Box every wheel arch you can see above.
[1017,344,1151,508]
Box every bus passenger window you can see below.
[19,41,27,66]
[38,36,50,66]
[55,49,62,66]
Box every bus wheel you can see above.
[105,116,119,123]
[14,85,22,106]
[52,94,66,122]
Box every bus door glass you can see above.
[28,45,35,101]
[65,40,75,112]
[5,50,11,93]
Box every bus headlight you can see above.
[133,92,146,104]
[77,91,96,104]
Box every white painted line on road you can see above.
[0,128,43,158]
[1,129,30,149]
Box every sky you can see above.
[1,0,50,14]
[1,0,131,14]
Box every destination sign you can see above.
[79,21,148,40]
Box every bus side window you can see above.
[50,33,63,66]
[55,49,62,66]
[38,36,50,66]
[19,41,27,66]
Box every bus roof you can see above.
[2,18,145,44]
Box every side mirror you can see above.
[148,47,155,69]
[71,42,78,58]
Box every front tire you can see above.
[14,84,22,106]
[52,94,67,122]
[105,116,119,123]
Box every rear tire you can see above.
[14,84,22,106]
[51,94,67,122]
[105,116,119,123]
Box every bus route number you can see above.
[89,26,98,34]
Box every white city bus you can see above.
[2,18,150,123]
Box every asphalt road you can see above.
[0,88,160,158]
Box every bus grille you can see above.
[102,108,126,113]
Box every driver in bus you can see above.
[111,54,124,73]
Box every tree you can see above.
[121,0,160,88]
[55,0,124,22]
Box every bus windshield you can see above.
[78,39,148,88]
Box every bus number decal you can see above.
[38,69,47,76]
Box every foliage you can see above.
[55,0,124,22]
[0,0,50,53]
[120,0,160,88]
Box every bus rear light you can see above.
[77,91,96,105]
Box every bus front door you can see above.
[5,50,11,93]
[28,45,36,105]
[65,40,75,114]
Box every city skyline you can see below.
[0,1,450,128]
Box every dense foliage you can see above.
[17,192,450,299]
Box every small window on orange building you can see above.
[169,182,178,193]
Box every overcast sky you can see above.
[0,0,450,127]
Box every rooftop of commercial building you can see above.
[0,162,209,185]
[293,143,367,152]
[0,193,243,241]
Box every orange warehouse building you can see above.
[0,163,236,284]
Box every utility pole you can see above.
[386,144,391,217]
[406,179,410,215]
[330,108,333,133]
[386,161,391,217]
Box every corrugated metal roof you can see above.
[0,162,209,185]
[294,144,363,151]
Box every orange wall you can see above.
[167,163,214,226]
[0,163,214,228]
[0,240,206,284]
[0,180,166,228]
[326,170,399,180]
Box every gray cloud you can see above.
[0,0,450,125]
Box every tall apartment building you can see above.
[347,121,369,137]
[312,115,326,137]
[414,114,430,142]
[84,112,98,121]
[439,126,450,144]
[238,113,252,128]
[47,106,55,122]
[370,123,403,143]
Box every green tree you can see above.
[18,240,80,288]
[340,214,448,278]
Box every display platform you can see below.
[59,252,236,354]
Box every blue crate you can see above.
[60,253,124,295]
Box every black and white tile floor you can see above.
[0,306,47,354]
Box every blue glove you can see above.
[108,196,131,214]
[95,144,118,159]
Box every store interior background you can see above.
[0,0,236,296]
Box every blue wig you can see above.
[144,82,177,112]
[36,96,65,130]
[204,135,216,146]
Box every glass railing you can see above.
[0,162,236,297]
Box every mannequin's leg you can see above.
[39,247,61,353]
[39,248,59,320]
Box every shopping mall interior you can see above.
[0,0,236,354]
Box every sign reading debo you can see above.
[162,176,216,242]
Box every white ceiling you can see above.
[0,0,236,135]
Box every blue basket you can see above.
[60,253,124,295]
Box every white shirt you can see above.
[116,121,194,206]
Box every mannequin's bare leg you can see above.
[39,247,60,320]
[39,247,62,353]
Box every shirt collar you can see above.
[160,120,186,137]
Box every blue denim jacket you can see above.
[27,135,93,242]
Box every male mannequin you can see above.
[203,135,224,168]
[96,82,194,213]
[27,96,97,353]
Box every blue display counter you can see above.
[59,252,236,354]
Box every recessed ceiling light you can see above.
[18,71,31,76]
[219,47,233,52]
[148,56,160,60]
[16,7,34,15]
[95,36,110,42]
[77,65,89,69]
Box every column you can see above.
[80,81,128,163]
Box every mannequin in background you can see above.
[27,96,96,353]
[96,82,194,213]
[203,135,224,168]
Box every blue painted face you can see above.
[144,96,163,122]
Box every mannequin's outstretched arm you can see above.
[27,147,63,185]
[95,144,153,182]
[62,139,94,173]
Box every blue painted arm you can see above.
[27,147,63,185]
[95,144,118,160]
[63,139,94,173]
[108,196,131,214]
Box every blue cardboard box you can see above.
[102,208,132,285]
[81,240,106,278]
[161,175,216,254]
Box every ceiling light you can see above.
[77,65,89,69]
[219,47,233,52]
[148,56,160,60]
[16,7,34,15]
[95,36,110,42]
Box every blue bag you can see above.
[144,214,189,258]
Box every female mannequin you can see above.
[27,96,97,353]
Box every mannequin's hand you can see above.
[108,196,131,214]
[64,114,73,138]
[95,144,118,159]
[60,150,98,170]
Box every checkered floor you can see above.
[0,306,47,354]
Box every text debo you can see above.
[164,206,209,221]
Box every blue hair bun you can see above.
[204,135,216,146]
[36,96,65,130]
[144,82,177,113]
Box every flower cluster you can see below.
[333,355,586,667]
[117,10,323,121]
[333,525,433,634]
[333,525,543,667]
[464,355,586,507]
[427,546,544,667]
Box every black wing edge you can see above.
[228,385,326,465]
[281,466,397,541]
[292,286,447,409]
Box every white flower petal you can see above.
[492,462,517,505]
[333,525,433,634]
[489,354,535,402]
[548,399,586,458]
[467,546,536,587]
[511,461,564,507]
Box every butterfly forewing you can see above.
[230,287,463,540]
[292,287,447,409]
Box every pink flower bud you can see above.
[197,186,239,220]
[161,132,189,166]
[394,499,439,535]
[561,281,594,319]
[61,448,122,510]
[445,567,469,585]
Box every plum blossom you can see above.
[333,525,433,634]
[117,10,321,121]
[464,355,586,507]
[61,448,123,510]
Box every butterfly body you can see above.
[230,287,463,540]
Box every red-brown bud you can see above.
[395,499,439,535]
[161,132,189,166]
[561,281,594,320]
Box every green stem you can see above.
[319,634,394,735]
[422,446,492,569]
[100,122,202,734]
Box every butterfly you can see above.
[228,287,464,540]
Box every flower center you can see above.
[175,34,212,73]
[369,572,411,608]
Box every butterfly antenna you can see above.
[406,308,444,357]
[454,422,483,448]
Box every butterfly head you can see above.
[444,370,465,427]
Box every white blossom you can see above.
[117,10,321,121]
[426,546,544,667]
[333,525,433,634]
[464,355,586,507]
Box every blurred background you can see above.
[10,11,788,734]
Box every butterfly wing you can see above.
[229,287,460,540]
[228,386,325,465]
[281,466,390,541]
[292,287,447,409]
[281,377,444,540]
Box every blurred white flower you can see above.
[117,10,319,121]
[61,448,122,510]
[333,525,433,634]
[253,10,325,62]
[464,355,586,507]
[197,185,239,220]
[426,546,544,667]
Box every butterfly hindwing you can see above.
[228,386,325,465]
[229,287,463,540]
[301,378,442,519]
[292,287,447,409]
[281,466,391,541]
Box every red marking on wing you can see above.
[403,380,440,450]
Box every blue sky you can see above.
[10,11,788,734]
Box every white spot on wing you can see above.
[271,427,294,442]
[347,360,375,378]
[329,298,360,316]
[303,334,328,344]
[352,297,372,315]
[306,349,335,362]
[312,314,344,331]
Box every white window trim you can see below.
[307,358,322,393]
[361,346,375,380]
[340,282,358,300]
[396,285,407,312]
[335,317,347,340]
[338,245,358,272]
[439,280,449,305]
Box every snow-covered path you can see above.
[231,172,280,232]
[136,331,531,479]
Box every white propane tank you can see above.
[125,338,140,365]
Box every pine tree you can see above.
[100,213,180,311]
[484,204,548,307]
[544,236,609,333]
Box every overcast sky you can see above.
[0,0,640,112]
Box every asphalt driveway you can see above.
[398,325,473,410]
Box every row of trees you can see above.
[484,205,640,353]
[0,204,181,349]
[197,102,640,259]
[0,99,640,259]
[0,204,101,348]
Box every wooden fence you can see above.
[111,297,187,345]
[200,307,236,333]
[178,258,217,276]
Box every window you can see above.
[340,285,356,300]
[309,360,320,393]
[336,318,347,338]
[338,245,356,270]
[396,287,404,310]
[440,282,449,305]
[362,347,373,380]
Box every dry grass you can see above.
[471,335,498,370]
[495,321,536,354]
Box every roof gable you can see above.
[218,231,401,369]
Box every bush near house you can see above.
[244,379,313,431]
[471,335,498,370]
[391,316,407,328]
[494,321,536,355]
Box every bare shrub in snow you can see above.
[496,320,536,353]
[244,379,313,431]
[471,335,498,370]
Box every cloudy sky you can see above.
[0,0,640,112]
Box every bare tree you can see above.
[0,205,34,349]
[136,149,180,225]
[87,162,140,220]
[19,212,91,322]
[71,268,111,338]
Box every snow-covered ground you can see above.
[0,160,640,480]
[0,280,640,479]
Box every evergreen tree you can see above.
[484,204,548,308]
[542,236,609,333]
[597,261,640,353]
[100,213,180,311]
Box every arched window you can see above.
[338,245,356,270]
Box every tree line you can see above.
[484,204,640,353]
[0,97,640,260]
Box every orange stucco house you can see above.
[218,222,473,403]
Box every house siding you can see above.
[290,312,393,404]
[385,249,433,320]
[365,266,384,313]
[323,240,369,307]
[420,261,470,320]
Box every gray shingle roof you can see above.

_____

§ **DESCRIPTION OF THE TASK**
Format the rows from the one containing "Box every bus grille you can see above." through the one containing "[38,69,47,76]" as a numbered list, leaving out any blank lines.

§ **OUTPUT FOR THIS TASK**
1. Box every bus grille you can see above.
2. [102,108,126,113]
3. Box every driver in bus you can see above.
4. [111,54,124,73]
5. Box every tree you can see above.
6. [121,0,160,88]
7. [55,0,124,22]
8. Box every bus windshield you can see above.
9. [78,39,148,88]
10. Box every bus number decal you can see above.
11. [38,69,47,76]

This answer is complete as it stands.